* [Quoted passage]
.....

The Middle Ages had a legend of the Wandering Jew. This person was supposed to have been doomed, for the crime of mocking Jesus at the crucifixion, to wander over the earth until his second coming. No one believes this now. The true Wandering Jews were those slaves whom Jehovah rescued from Egyptian bondage, with a promise that he would lead them to a land flowing with milk and honey, but whom he compelled to roam the deserts instead for forty years, until all of them except two had perished. Of all the multitude who escaped from Egypt, only Joshua and Caleb entered the promised land. Even Moses had to die in sight of it.
These poor Wandering Jews demand our pity. They were guilty of many crimes against humanity, but they scarcely deserved such treatment as they received. Their God was worse than they. He was quick-tempered, unreasonable, cruel, revengeful, and dishonest. Few of his promises to them were performed. They worshipped a bankrupt deity. The land of promise was a Tantalus cup ever held to their lips, and ever mocking them when they essayed to drink. God was their greatest enemy instead of their best friend. Their tortuous path across the wilderness was marked by a track of bleaching bones. All the evils which imagination can conceive fell on their devoted heads. Bitten by serpents, visited by plagues, cursed with famine and drought, swallowed by earthquake, slain by war, and robbed by priests, they found Jehovah a harder despot than Pharaoh. Death was to them a happy release, and only the grave a shelter from the savagery of God.
Commentators explain that the Jews who left Egypt were unfit for the promised land. If so, they were unfit to be the chosen people of God. Why were they not allowed to remain in Egypt until they grew better, or why was not some other nation selected to inherit Canaan?
At the end of our number on "The Ten Plagues" we left the Jews on the safe side of the Red Sea. We must now ask a few questions which we had no space for then.
How, in a period of two hundred and fifteen years, did the seventy males of Jacob's house multiply into a nation of over two millions? Experience does not warrant belief in such a rapid increase. The Jewish chroniclers were fond of drawing the long bow. In the book of Judges, for instance, we are told that the Gileadites, under, Jephthah, slew 42,000 Ephriamites; and that the Benjamites slew 40,000 Israelites, after which the Israelites killed 43,000 Benjamites, all of these being "men of valor" that "drew the sword." The book of Samuel says that the Philistines had 30,000 war chariots, and that they slew 30,000 footmen of Israel. The second book of Chronicles says that Pekah, king of Israel, slew of Judah in one day 120,000 "sons of valor," and carried away 200,000 captives; that Abijah's force consisted of 400,000, and Jeroboam's of 800,000, 500,000 of whom were killed! At the battle of Waterloo the total number of men killed on our side was 4,172. The statistics of slaughter in the Bible were clearly developed from the inner consciousness of the Jewish scribes; and no doubt the same holds good with respect to the statistics of the flight from Egypt.

.....

* [Data rows]
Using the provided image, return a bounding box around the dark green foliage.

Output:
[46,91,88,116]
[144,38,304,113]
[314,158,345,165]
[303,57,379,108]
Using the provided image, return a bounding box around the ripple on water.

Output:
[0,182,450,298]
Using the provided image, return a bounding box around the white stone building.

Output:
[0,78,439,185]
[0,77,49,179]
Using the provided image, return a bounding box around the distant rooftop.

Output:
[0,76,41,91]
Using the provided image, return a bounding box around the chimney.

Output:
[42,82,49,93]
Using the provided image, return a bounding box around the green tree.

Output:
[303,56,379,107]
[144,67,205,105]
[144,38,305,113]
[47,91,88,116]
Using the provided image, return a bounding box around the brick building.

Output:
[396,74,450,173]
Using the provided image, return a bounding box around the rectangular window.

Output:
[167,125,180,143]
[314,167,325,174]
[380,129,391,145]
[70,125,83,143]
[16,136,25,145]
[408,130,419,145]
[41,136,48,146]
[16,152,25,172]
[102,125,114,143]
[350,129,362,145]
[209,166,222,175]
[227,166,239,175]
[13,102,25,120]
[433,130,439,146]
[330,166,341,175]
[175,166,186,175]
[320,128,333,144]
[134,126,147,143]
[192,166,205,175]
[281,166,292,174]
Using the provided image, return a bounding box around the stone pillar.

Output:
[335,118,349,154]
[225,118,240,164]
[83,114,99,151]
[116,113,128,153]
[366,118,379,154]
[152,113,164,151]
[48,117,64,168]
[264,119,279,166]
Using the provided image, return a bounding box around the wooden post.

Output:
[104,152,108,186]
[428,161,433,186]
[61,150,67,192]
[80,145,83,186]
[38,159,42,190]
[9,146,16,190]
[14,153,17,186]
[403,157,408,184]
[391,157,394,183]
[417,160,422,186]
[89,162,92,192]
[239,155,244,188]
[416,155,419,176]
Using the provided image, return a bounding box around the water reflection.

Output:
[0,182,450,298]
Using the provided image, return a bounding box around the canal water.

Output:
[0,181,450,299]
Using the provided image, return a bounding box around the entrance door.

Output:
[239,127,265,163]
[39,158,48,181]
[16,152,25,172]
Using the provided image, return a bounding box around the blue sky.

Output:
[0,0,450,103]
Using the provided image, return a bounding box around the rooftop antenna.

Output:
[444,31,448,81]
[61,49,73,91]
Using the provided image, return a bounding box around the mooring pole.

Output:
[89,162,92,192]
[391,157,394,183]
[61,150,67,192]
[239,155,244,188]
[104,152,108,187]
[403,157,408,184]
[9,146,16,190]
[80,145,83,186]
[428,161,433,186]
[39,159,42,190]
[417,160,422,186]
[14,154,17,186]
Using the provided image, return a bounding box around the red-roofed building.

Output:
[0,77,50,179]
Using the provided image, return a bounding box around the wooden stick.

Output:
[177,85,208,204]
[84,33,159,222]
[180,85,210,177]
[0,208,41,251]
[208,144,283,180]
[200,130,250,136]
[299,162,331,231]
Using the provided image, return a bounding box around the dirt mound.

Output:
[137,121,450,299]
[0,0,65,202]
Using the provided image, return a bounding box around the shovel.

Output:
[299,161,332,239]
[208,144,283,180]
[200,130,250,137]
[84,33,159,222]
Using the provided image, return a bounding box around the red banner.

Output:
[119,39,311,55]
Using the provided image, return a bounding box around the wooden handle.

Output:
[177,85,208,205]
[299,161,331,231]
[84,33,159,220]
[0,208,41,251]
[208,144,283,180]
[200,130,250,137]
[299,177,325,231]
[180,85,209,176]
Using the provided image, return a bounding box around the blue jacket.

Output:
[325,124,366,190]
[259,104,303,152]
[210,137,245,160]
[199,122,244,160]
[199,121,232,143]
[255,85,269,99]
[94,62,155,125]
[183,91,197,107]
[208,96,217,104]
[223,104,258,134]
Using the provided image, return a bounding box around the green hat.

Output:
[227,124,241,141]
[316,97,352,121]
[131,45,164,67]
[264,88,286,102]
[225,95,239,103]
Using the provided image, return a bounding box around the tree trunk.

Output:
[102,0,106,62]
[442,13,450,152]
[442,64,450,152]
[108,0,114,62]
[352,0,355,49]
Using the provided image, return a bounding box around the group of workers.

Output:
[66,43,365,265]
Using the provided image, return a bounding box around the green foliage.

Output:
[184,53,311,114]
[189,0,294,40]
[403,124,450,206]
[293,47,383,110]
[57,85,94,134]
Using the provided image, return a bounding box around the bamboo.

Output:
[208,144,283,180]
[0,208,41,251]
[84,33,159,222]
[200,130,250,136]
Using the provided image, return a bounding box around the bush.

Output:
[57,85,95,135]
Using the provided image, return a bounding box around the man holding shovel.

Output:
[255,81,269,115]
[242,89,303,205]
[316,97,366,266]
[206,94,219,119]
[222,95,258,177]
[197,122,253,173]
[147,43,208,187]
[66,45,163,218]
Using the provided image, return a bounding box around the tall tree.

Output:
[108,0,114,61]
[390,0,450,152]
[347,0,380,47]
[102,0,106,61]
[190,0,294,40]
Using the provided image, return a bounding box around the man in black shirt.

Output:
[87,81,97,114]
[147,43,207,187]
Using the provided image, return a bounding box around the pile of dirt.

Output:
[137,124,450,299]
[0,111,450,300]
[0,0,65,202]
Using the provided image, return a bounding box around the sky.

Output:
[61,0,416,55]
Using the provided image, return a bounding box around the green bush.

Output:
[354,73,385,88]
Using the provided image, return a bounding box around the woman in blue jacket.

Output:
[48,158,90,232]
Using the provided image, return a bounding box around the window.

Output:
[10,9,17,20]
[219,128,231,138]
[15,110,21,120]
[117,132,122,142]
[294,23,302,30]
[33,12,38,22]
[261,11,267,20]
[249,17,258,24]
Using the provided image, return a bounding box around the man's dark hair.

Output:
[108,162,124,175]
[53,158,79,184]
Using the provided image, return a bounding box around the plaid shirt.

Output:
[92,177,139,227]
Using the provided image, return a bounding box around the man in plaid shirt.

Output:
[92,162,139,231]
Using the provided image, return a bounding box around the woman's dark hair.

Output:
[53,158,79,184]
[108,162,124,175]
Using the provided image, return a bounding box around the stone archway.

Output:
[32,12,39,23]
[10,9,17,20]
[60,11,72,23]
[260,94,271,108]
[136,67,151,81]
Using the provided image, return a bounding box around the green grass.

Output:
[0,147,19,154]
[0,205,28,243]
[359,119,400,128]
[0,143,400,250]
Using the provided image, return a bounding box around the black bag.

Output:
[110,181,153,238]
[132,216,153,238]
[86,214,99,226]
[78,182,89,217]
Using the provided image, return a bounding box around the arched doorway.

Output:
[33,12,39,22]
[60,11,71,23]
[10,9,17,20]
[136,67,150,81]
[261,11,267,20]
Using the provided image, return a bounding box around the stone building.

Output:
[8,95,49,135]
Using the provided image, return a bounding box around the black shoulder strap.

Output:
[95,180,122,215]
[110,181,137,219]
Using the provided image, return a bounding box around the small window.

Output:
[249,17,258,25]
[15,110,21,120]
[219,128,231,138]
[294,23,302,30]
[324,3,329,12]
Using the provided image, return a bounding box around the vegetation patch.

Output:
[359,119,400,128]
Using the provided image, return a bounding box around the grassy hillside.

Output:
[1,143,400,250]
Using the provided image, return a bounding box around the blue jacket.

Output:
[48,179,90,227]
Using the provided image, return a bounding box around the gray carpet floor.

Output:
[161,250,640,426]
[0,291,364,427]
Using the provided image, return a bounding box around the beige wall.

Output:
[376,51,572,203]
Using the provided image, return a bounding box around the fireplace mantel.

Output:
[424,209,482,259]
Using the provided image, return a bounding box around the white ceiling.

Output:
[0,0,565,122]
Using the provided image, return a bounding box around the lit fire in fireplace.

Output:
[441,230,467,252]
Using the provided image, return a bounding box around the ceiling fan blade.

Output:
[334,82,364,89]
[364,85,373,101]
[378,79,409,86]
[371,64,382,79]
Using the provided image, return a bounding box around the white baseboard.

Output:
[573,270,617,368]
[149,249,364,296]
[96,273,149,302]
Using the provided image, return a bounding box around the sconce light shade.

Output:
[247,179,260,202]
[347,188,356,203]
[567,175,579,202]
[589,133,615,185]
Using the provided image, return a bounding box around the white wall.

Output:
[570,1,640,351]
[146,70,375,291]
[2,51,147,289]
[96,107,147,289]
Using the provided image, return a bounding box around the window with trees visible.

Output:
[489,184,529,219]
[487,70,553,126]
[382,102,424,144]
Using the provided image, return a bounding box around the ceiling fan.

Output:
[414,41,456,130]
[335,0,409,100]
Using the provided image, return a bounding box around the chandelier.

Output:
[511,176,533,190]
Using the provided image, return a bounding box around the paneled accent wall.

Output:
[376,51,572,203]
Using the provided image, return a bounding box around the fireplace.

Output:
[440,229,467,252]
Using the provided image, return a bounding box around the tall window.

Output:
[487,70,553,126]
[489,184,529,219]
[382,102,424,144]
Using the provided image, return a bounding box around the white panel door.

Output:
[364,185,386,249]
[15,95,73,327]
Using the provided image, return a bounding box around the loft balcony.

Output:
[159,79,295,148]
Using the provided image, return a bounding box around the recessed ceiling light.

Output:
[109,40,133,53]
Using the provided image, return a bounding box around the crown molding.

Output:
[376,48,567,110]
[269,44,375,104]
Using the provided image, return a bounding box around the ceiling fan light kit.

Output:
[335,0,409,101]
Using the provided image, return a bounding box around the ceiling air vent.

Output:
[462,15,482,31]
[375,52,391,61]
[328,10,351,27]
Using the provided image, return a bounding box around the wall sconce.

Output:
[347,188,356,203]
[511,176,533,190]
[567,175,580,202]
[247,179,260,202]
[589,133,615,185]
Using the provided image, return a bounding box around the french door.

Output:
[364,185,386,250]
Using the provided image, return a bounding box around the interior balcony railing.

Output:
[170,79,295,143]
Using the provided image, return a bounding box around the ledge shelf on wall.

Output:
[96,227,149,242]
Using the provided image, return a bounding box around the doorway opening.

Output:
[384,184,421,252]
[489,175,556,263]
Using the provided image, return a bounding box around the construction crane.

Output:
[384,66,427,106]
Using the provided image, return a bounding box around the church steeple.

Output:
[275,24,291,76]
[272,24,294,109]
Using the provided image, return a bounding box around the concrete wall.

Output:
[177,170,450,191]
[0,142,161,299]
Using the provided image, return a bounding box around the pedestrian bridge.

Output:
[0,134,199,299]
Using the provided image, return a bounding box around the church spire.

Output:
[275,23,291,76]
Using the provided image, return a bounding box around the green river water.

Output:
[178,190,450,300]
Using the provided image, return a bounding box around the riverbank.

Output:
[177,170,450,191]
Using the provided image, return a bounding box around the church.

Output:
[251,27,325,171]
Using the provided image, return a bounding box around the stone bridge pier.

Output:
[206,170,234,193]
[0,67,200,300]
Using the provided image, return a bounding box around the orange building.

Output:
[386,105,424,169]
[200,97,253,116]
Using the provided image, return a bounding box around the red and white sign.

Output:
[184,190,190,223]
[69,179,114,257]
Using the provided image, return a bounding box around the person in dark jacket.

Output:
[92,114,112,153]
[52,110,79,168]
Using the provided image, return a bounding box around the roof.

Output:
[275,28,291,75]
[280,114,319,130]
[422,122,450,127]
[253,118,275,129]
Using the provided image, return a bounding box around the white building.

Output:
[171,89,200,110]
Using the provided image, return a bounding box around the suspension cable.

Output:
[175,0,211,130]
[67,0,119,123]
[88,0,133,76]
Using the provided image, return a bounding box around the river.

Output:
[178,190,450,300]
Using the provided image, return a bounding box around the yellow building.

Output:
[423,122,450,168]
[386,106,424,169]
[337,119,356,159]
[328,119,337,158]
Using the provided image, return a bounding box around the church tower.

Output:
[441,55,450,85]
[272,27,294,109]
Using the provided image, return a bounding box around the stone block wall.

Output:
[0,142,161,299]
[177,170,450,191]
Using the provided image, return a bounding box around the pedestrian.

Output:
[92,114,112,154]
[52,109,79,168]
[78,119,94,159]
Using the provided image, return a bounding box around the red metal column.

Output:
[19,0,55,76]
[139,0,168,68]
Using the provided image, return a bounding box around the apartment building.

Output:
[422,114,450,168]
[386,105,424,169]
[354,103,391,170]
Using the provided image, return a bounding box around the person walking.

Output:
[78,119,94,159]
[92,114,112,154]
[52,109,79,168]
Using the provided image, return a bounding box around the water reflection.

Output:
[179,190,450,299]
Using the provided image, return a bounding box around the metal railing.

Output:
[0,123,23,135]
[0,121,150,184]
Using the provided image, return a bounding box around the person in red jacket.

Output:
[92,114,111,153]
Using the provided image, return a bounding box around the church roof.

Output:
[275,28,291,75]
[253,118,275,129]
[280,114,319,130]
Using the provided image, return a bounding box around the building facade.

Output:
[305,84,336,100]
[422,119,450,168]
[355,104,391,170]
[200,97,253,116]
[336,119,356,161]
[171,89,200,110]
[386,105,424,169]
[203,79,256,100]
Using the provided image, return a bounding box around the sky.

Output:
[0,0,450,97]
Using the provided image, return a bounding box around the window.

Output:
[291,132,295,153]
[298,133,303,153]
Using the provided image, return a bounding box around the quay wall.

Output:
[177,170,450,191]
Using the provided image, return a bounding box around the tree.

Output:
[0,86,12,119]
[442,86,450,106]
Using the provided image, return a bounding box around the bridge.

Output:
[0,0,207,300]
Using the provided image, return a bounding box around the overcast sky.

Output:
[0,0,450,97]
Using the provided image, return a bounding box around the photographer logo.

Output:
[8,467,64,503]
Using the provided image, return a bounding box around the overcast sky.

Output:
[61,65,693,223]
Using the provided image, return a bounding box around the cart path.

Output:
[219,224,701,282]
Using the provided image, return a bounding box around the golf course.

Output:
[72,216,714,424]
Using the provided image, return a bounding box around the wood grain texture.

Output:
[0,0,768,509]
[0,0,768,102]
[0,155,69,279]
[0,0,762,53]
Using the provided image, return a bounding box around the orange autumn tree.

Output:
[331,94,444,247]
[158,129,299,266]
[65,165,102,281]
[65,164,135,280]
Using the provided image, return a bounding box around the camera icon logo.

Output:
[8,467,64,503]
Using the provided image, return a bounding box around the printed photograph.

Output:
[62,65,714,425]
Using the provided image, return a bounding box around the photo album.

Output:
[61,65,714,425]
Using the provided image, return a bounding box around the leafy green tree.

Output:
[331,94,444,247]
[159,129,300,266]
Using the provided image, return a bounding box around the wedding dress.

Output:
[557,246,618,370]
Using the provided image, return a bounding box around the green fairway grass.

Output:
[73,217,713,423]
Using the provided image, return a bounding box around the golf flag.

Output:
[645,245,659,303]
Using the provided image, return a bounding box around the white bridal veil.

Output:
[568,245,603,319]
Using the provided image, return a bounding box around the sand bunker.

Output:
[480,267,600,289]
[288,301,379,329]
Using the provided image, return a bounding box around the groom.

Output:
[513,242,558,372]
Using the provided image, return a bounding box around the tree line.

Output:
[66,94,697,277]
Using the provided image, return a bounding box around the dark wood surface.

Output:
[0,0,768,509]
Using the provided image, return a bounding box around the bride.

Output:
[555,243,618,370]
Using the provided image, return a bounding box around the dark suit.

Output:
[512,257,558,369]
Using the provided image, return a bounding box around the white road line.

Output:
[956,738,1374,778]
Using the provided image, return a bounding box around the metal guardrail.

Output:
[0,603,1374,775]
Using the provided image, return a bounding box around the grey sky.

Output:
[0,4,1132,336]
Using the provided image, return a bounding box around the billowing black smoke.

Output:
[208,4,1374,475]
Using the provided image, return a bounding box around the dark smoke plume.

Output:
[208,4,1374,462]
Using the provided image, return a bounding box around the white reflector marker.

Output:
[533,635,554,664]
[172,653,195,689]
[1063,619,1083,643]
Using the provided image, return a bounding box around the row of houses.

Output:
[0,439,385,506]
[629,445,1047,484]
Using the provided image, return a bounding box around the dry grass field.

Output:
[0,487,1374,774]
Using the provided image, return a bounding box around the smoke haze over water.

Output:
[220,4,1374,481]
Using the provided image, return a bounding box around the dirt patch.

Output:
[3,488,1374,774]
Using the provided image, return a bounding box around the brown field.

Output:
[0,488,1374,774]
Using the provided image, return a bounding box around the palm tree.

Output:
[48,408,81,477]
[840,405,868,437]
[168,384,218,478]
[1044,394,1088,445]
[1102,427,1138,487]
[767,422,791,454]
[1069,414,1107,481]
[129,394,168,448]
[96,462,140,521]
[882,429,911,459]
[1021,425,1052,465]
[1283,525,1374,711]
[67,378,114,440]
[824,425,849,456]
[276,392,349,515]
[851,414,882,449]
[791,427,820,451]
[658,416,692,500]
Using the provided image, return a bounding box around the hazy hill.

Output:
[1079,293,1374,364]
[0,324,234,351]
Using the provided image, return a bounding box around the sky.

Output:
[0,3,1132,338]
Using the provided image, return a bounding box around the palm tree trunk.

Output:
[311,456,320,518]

.....

* [Challenge] Retype the passage on the Wandering Jews above, between "At the end of" and "space for then.", inclusive.

* [Full output]
At the end of our number on "The Ten Plagues" we left the Jews on the safe side of the Red Sea. We must now ask a few questions which we had no space for then.